**Task instructions**.
Quote the colon cancer account word for word, everything from "I was diagnosed" down to "this without you!".

**Source extract**.
I was diagnosed on June 18, '08 with Stage 4 colon cancer with mets to the liver and lymph.  Since then, I've had 7 surgeries, 10 bouts of radiation and more than 125 rounds of chemo.  It's been quite a ride and we are still going!

We have been amazed by the love and support from our friends and family. We could not do this without you!

I hope to use my experiences to help others going through similar challenges. Please let me know how I can help.  Call or write anytime

(214) 793-0519 Cell
keith@friendfamily.net

Click 'Read Story' below for more.

I have been asked many times how all this started. I thought I would include as much as I can for those interested. I've joked before that this isn't the "Fun" type of cancer to talk about because you have to use words like Colon/>/>, Rectum, and Bowel Movement etc. Therefore, I apologize in advance for the bio references below.

Around September-October 2007, I had noticed a little bit of, what looked to me to be, blood when having a bowel movement. Now, I know what you’re thinking. "Why didn't you RUN to a doctor right away?" In hind-sight, you're right. However, during that time, your mind rationalizes things. "I just rubbed too hard. It's probably just a hemorrhoid" or something like that. I also have to add that this one and only symptom came and went. I might go weeks between seeing or noticing the blood. I finally went in for a physical around December and mentioned the blood. They gave me a take home test to perform and return. Of course, I lost the first test and had to get a new one. I finally turned that one it and it tested positive for blood. After another exam from my primary doctor, he suggested that I go see a GI specialist. Not being overly excited to have another doctor examining me in my least favorite place, it took me a few weeks to schedule that appointment.

I had my examination with Dr. Cox in Grapevine at the end of May or first of June. He did another exam and said that he did see some hemorrhoids but could not tell where the bleeding was coming from and that he would like to perform a colonoscopy to check me out. The colonoscopy was performed on June 18th. Dr. Cox discovered the tumor in addition to a couple of polyps during that exam. He removed the polyps with no trouble. The tumor was right at the point where the colon attaches to the rectum therefore I had "Colorectal Cancer". The tumor was about 8cm long (almost 3 inches) by his measurements. About 5 inches of the colon and rectum had to be removed from the surgery.

Dr. Cox estimated that this cancer could have been growing in me for as long as 5 - 7 years! This is pretty amazing. Who would have thought...? I am now the self appointed "Poster Child" for getting a colonoscopy. Had I had one back when I was 35, this would have been a simple procedure of removing a polyp and that would be it. So, to all my friends or to anyone reading this.... go schedule a colonoscopy NOW! A prostate exam will NOT cut it. I had two prostate exams before this diagnosis and they did not catch it. The colonoscopy is really no big deal. You sleep through the whole thing. It's really worth the peace of mind.

(Stored dataset items)
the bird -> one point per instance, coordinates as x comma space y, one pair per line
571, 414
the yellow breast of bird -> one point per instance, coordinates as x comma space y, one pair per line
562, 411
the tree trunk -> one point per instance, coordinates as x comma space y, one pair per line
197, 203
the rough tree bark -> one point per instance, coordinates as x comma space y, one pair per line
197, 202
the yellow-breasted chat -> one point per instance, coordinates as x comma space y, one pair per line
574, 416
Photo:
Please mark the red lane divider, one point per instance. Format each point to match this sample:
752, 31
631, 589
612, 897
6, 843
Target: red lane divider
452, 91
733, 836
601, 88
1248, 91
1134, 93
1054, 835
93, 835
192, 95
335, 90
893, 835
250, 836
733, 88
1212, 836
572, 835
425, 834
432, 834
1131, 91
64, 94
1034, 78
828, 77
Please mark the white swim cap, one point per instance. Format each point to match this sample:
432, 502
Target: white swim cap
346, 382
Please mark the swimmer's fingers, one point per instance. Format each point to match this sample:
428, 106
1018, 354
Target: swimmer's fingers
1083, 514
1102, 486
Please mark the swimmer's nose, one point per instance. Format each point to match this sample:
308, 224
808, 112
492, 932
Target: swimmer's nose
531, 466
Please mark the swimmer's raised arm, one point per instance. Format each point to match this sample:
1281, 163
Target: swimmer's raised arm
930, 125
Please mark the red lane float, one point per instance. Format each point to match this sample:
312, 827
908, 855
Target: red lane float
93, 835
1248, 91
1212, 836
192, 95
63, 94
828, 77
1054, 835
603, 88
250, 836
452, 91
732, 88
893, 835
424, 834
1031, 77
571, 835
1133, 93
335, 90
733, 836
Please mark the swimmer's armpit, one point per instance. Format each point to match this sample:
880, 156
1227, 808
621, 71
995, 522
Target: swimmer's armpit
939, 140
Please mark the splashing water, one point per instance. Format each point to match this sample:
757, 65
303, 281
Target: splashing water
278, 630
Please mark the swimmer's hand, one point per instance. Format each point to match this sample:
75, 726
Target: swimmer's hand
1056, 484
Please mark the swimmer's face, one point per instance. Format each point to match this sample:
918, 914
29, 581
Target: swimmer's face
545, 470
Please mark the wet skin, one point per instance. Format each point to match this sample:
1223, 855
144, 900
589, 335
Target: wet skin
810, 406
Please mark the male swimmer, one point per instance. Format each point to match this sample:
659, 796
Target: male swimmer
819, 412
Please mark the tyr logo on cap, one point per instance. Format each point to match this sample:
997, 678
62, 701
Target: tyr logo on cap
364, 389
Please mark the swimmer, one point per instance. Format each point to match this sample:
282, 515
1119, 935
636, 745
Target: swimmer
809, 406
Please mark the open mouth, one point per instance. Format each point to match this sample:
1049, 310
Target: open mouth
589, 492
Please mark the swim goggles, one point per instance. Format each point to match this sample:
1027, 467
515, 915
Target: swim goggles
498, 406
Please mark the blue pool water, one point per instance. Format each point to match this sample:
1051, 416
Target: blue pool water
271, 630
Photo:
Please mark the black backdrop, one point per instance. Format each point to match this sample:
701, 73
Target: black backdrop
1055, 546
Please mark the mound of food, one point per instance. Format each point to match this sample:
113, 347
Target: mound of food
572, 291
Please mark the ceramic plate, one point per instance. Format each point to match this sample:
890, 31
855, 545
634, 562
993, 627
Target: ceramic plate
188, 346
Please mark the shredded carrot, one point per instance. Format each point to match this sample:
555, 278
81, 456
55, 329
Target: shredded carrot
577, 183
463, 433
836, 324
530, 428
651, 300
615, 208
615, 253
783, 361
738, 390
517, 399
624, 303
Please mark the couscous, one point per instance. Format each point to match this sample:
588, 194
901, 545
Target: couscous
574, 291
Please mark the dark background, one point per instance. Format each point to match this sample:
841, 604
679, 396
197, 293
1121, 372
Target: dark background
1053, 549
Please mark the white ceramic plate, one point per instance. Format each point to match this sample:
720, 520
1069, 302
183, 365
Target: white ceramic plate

**The answer**.
I was diagnosed on June 18, '08 with Stage 4 colon cancer with mets to the liver and lymph.  Since then, I've had 7 surgeries, 10 bouts of radiation and more than 125 rounds of chemo.  It's been quite a ride and we are still going!

We have been amazed by the love and support from our friends and family. We could not do this without you!